** Start of SUPPLIED MATERIAL **
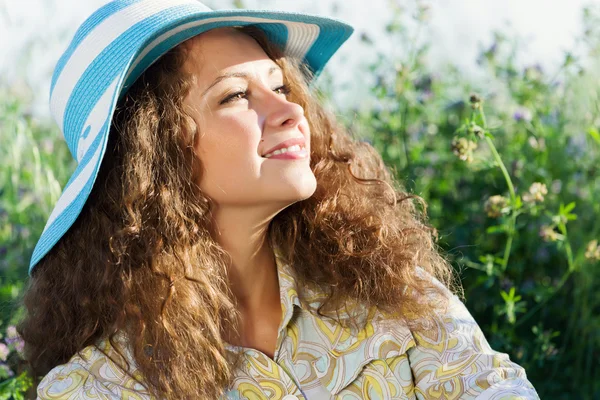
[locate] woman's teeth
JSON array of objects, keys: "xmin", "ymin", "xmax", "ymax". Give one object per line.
[{"xmin": 264, "ymin": 144, "xmax": 302, "ymax": 158}]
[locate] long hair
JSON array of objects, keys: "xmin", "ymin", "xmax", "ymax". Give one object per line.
[{"xmin": 18, "ymin": 28, "xmax": 451, "ymax": 399}]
** End of SUPPLIED MATERIAL **
__WHAT TO PRODUCE__.
Reproduce all of the rows above word for word, omitting the pictures from your answer.

__WRITTEN ANSWER__.
[locate] woman's teeth
JSON array of objects, keys: "xmin", "ymin", "xmax", "ymax". Give one object per line.
[{"xmin": 264, "ymin": 144, "xmax": 302, "ymax": 158}]
[locate] long hair
JSON array of objects, keys: "xmin", "ymin", "xmax", "ymax". Give one object per line.
[{"xmin": 18, "ymin": 28, "xmax": 451, "ymax": 399}]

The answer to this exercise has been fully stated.